Verilen alıntı>

- - - -

Daha önce de vurgulandığı gibi nadir hastalıklarda bilgi ve deneyimin arttırılması, hastaların bulundukları yerden ayrılmadan en yetkin merkezler ve uzmanlar tarafından değerlendirilmesinin sağlanması için AB tarafından Avrupa Referans Ağları sistemi kurulmuştur. Avrupa’daki AB’nin kalite kriterlerini yerine getirmiş merkezleri sanal ağlarda birleştiren bu sistem, Mart 2017’de 26 üye ülke ve Norveç’ten 313 hastanedeki 900’den fazla üniteyi, hastalık türleri ya da gruplarına göre 24 ağda birleştirmiştir. Avrupa Referans Ağları’nın merkezinde bir e-sağlık uygulaması olan ‘hasta klinik yönetim sistemi’ platformu bulunmaktadır. Bu platform görüntüleme dahil hasta bilgilerinin paylaşılarak diğer merkezler ve uzmanlarla konsültasyon yapılması için kurulmuştur. Avrupa Referans Ağları sistemi şu şekilde çalışmaktadır. Hasta önce kendi ülkesinde bulunan hastalığıyla ilgili ağın içindeki merkeze gitmekte ve burada değerlendirilmektedir. Buradaki uzman gerekli görürse hasta için bir konsültasyon süreci başlatmakta ve hastaya ait bilgileri sisteme girmektedir. Daha sonra o ağın içindeki merkezlerin uzmanları hastayı değerlendirmekte ve varsa kendi önerilerini belirtmektedirler. Böylece hasta kendi ülkesinden ayrılmadan hastalığıyla ilgili en iyi merkezlerin ve uzmanların görüşlerini alabilmektedir. Bu sistemin bir diğer yararı da nadir hastalıklar konusunda çok ileri düzeyde araştırmalar için ortak bir veri havuzu oluşturacak olmalarıdır.

- - - -

Yapılacak işlem 1> Avrupa Referans Ağları alıntısına göre sistem, Mart 2017'de kaç ülkedeki, kaç hastanedeki ve kaç üniteyi kaç ağda birleştirmişti?
Yapılacak işlem 2> Avrupa Referans Ağları alıntısını son cümlesinden sonra sürdürebilir misiniz?
Listeye başvurmanıza gerek yoktur.

Doğal dil nesne konumlandırma verisi:
- - - -

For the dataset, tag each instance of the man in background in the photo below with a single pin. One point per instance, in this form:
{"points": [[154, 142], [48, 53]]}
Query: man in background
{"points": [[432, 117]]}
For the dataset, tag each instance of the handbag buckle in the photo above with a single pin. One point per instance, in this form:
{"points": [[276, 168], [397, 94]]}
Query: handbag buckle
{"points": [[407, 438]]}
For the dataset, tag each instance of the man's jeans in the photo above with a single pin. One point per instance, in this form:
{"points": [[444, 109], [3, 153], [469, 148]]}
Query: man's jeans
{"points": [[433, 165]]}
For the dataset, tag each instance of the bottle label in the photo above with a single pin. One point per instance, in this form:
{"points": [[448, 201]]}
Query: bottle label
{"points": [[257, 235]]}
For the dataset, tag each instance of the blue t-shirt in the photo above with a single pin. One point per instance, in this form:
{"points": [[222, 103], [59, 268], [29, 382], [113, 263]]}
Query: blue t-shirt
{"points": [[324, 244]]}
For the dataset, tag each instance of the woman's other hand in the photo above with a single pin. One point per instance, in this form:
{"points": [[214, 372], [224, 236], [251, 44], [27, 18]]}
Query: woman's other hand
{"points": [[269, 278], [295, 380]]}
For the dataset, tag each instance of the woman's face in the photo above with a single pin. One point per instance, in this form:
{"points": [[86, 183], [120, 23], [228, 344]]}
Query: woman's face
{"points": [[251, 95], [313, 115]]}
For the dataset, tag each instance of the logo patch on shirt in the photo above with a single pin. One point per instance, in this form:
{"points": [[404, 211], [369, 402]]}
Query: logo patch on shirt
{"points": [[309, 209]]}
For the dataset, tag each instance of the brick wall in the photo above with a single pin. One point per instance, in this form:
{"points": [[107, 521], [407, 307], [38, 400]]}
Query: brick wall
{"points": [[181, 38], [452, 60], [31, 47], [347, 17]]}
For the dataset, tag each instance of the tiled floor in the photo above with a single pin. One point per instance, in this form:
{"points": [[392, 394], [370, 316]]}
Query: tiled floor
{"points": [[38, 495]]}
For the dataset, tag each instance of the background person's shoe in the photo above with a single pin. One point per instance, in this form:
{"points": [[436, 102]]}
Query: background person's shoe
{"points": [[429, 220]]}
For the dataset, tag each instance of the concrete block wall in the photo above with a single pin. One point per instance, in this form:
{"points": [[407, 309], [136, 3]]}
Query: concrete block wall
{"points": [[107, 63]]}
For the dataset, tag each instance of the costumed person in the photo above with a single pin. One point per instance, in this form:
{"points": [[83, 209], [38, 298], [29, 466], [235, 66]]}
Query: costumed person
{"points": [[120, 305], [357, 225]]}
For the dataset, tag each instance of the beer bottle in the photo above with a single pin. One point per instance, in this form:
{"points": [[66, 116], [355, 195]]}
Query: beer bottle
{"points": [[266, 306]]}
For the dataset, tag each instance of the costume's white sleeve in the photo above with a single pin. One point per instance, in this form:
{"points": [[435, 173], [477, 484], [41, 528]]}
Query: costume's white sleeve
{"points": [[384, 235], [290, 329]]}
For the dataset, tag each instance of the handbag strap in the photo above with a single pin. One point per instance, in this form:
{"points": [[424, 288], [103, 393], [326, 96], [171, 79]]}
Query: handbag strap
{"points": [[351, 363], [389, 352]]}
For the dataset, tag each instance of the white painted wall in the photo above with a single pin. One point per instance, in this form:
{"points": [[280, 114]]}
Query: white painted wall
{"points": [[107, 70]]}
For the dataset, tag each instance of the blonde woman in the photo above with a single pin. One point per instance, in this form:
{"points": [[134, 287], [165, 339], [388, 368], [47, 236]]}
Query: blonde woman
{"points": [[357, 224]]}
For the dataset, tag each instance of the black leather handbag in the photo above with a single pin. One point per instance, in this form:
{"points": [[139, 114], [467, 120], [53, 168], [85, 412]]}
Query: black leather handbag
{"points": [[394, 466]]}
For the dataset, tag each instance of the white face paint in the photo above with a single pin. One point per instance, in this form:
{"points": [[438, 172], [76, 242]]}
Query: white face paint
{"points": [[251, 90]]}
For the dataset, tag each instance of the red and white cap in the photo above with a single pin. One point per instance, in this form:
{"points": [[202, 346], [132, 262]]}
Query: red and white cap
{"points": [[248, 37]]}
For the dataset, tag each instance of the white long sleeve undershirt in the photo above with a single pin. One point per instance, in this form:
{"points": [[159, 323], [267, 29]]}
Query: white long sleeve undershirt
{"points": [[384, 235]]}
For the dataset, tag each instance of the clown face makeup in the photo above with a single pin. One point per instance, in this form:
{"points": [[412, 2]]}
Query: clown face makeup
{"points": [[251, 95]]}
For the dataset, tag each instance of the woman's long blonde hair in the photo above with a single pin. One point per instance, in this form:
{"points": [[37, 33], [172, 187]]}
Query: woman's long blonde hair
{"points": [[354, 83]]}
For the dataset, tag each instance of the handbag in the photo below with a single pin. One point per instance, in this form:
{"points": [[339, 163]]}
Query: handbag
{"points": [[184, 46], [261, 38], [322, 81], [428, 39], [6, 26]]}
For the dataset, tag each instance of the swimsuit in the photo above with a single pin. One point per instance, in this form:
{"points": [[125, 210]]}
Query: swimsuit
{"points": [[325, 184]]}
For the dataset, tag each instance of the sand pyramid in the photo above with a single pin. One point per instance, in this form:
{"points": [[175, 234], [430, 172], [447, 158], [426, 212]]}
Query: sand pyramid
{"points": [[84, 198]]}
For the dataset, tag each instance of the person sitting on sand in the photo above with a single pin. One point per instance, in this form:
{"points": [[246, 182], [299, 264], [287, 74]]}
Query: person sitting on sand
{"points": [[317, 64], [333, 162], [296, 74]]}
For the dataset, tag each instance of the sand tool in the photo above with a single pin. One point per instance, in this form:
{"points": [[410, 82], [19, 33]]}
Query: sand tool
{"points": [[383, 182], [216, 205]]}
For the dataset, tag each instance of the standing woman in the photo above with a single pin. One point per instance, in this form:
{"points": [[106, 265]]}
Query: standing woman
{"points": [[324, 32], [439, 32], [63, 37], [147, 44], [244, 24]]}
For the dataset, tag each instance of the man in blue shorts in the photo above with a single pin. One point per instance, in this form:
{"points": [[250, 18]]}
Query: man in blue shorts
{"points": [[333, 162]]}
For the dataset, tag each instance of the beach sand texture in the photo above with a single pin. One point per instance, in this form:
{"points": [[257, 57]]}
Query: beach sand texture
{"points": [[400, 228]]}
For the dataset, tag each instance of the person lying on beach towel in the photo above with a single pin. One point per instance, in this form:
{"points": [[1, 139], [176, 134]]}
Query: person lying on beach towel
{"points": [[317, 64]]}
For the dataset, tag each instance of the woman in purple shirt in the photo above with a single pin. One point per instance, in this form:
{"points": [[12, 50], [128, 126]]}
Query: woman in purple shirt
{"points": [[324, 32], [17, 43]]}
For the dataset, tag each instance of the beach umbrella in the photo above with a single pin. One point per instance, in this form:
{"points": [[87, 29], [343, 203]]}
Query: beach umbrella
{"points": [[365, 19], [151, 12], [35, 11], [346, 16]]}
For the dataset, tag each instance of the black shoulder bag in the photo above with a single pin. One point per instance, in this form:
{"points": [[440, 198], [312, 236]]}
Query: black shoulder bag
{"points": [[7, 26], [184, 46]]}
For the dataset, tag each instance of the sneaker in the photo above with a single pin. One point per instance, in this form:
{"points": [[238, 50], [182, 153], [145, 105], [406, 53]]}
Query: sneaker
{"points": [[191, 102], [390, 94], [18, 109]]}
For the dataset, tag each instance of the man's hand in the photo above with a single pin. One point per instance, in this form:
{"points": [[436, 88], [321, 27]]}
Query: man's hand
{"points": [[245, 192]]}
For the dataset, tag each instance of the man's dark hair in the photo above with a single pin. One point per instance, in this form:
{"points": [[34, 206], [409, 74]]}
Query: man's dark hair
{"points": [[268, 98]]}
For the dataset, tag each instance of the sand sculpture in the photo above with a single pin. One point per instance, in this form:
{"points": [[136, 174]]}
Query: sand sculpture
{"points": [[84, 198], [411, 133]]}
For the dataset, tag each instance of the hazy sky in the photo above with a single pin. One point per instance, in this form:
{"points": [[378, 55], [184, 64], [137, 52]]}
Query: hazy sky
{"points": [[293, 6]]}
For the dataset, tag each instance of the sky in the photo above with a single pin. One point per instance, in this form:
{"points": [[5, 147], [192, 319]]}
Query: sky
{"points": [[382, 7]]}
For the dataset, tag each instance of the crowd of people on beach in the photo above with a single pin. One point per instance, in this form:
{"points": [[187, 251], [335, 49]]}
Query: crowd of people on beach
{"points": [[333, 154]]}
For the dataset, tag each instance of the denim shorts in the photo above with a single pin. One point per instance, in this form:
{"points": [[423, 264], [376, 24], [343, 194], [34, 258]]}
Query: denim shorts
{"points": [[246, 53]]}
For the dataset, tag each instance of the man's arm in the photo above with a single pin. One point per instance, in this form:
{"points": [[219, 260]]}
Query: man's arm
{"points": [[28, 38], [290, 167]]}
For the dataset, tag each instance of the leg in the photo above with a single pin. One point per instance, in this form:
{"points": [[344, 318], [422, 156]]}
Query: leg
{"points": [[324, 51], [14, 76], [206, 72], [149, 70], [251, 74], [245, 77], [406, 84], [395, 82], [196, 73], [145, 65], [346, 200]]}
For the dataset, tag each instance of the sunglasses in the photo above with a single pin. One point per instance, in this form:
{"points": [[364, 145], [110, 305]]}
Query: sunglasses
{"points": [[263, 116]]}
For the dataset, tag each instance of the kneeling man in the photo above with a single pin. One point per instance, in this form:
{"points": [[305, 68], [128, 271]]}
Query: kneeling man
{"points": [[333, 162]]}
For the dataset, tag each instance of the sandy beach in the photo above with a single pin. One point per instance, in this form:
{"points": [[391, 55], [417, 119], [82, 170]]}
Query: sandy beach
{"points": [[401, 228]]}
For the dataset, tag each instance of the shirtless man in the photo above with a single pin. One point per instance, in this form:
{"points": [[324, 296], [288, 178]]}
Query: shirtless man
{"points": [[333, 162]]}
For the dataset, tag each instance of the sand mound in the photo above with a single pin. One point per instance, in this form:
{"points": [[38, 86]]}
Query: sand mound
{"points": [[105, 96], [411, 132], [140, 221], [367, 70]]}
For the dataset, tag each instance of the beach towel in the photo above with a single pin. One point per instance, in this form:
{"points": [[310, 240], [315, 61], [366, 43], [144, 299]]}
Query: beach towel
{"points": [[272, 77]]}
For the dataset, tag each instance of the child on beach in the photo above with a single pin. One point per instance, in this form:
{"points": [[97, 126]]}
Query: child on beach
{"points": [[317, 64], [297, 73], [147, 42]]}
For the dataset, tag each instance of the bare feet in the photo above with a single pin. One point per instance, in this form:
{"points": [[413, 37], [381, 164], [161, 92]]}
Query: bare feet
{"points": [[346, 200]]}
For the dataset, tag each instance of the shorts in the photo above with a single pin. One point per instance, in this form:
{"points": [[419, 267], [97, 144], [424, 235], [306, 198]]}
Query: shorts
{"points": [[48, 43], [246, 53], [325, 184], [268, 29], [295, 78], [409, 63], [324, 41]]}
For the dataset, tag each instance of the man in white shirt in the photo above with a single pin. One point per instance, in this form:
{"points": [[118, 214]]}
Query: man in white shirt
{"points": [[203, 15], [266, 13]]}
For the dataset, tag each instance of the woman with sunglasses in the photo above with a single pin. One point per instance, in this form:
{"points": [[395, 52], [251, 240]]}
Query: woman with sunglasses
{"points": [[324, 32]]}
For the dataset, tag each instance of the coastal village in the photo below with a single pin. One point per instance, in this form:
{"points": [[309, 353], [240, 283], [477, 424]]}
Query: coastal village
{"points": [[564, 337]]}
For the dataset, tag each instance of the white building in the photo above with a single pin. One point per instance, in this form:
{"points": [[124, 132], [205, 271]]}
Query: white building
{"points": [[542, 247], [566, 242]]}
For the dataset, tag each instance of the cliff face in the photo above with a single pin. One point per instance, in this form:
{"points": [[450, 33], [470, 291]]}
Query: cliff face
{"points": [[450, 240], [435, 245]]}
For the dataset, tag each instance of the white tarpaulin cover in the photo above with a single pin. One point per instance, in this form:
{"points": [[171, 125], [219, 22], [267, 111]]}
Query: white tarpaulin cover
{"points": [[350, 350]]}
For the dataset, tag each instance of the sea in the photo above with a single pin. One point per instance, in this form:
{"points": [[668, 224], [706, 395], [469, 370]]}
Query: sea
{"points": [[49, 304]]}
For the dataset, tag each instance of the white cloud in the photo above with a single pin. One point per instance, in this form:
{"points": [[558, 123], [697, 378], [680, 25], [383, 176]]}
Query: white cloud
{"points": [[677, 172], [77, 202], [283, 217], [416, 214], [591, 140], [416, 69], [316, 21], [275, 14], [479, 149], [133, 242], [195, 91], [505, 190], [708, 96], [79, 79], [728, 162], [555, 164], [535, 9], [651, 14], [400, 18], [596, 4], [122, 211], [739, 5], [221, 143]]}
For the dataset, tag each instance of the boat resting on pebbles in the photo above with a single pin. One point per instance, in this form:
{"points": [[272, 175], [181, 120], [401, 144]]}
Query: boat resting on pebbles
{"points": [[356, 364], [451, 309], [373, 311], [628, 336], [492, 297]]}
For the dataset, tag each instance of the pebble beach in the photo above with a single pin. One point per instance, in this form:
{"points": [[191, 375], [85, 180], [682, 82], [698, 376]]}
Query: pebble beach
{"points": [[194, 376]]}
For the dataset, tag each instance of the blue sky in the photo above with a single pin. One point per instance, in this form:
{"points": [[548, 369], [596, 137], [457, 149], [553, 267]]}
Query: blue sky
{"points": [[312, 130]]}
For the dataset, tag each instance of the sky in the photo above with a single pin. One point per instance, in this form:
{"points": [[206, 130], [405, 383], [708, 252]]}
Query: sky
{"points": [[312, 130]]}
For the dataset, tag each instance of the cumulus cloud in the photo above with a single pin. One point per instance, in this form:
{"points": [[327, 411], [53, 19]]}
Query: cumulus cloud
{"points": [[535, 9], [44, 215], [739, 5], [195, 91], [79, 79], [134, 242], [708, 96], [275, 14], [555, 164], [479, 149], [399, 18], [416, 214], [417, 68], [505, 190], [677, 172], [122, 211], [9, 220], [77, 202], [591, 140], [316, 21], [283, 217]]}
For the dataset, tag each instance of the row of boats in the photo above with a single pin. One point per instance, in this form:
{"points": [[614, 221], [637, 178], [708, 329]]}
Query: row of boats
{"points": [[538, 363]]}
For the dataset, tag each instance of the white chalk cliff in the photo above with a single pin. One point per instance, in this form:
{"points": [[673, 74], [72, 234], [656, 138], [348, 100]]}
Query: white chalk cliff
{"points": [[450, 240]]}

- - - -

Cevap alanı 1>
- Ülke: 26 üye ülke ve Norveç
- Hastane: 313
- Ünite: 900'den fazla
- Ağ: 24

Cevap alanı 2>
Nadir hastalıklarla ilgili bugün gelinen nokta dikkate alındığında, ülkemiz açısından öncelikli ve önemli konular arasında şunları sayabiliriz. Nadir hastalıkların hasta yönetimi kategorisi (yani tanı, tedavi, takip vb konular) daha ziyade Sağlık Bakanlığı’nın kontrolünde olmalı, ancak diğer konuları içeren kategorisi (yani araştırma, teknoloji, ilaç geliştirme vb) ise farklı kurumlar tarafından sahiplenilmelidir. Özellikle, içinde ülkemize özgü nadir hastalıklar tanımının da yapıldığı bir nadir hastalıklar yönetmeliğinin hayata geçirilmesi de önemli bir ihtiyaçtır. Nadir hastalıkların takip edildiği merkezlerimiz, Avrupa’daki kriterlere göre yapılandırılarak Nadir Hastalıklar Takip ve Tedavi Merkezleri (Uzmanlık Merkezleri) haline getirilmelidir. Nadir hastalıkları, Nadir Hastalıklar Kayıt Sistemi kurarak merkezi bir kayıt sisteminde kayıt altına almalı ve biz de kendi verilerimizi toplamalıyız. Bir başka önemli nokta da bütün bu süreçler ve faaliyetlerde, hasta derneklerinin de yer alması sağlanarak alınacak kararlarda onların da onayı aranmalıdır.
Sonuç olarak nadir hastalıklar sanıldığı kadar nadir değildir ve nadir hastalıklarla mücadelede en bilimsel ve etkili yöntem, ulusal kayıt ve takip merkezleri kurmaktır. Bu yaklaşım Dünya Sağlık Örgütü’nün yeni paradigması ‘kimseyi geride bırakma’ ile de en uyumlu yöntemdir. Avrupa Birliği en az yirmi yıldır bu hastalıklarla mücadele yöntemi üzerinde çalışmakta olup bu sürecin zirve noktasında Avrupa Referans Ağları’nı kurmuştur.' dedi.